DOCUMENT SEGMENT |
↓
View Full Version : Panama seizes Learjet, imprisons 2 Houston pilots

Ed Jewett
05-22-2011, 05:35 AM
Panama seizes Learjet, imprisons 2 Houston pilots
$2.3 million in cash found on upscale aircraft
May 21, 2011, 7:32AM

Two Houston-area pilots are imprisoned in Panama after the Learjet they were flying was found to be carrying $2.3 million in cash.
The plane is owned by the president of a small Houston oil and gas exploration company who said Thursday that the men have been wrongfully detained, as they didn't know about the money. The money belongs to a passenger who chartered the aircraft to fly from Honduras to Panama, he said.
The upscale Learjet, which seats seven, has remained in the custody of the Panamanian government since it was stopped May 7.
"The accusation is drug- related. That is why they are being held," said Blakenergy chief David Blake, who owns the plane as part of his separate aviation company.
"I have my attorney down in Panama at the moment to do every thing he can to first and foremost release the pilots," Blake said. "They have families."
A U.S. official declined to comment but confirmed an investigation is under way.
↑
DATA UNDER STUDY |
↓
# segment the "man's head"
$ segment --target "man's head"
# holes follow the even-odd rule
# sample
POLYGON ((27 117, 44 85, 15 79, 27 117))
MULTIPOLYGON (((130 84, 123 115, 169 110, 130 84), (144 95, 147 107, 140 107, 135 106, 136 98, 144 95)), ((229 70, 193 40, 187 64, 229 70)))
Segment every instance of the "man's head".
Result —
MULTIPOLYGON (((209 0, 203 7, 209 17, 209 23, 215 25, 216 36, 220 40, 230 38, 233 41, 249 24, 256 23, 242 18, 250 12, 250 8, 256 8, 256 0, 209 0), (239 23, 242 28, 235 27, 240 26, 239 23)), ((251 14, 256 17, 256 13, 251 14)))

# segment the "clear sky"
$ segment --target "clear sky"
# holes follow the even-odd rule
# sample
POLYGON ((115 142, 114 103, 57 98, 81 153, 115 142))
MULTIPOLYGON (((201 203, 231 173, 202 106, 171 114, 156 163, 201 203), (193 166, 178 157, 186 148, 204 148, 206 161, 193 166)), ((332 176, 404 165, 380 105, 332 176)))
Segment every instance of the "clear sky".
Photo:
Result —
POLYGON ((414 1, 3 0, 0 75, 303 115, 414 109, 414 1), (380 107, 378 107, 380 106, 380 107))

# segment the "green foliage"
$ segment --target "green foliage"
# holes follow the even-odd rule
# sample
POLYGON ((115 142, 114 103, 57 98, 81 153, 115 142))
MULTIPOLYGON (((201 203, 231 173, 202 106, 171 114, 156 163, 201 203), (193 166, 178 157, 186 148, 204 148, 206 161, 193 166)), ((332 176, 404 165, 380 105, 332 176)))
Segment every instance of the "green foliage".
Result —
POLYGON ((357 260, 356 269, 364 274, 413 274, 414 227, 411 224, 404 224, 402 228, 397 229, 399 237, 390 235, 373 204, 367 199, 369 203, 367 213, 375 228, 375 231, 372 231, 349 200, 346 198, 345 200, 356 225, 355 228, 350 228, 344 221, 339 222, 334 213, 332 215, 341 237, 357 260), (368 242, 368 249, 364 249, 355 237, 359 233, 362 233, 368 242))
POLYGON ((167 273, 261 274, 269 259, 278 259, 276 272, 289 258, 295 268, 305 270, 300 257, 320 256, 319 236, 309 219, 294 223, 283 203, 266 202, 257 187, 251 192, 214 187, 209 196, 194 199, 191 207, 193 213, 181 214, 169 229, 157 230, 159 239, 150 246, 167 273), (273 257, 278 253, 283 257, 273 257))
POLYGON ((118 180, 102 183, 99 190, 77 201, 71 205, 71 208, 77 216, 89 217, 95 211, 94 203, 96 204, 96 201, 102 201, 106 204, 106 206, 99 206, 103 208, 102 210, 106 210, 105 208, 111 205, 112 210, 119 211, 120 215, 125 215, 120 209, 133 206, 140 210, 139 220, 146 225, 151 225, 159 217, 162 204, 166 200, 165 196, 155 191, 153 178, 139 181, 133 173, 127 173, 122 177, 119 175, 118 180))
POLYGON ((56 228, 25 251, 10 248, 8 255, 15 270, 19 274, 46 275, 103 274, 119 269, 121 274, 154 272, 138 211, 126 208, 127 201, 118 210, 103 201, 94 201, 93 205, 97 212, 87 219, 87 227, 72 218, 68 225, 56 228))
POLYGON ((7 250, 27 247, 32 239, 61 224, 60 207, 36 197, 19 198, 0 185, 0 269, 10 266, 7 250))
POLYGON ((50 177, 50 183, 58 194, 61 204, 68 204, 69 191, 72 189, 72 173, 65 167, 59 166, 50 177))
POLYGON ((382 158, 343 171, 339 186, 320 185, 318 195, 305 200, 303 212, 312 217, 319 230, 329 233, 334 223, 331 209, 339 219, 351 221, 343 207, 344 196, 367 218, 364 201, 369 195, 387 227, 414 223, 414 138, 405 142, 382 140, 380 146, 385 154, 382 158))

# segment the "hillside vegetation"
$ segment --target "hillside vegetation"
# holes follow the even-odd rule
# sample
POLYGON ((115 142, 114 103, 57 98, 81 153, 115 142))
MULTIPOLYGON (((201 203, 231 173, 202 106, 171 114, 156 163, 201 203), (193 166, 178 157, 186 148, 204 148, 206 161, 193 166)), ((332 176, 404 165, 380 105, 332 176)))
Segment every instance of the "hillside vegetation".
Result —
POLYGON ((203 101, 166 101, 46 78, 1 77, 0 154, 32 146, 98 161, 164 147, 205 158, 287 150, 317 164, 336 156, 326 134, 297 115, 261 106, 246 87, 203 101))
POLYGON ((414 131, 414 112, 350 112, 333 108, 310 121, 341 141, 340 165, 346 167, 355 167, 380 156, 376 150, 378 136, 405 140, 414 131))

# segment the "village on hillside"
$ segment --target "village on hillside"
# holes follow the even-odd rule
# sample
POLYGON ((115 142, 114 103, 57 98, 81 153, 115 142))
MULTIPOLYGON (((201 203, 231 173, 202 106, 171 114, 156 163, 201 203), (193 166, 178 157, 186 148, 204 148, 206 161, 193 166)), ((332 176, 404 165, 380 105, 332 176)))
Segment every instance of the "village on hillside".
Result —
↑
AIM OF THE TASK | Carry the news report about the Learjet seized in Panama further, starting after its last sentence. The listing has nothing to do with the news report about the Learjet seized in Panama.

RESPONSE FOR THIS EXERCISE |
A Panamanian government official, speaking on the condition of anonymity, confirmed pilots Kenneth Chonoski and Carl Moody were in custody, as were three of the passengers.
A woman who answered the phone at an address associated with Chonoski said she knew nothing about the matter and quickly hung up.
Both men are registered as pilots with the Federal Aviation Administration.
Blake said he purchased the plane a few months ago as an investment and leased it long-term to a charter aviation company that employed the pilots and handled the flight to Panama. He declined to identify the charter company.
The Latin American newspaper El Heraldo reported in a dispatch from Honduras that all aboard the aircraft were held on suspicion of money-laundering, but the Panamanian official who spoke to the Chronicle would not discuss any charges.
The U.S. Drug Enforcement Administration also declined to comment.
The plane was flying along a corridor often used for leap-frogging drugs toward the United States as well as sending bulk cash back to South America.
Blake reiterated that he did not know anyone on the plane or anything about the cash.
"It is not a company plane we utilize," he said. "I have no knowledge of where it goes or who they fly."
This incident marks the second time in recent months that a Houston-based energy company has been tied to a private jet detained overseas.
In February in the Democratic Republic of the Congo, a plane leased by CAMAC was impounded and the people aboard were held on suspicion of smuggling gold.
The plane and the people were later released after a hefty fine was paid.
Blake said he'll stay patient.
"What I'm finding out is nothing is quick there, and we are doing everything we can to get through this," he said.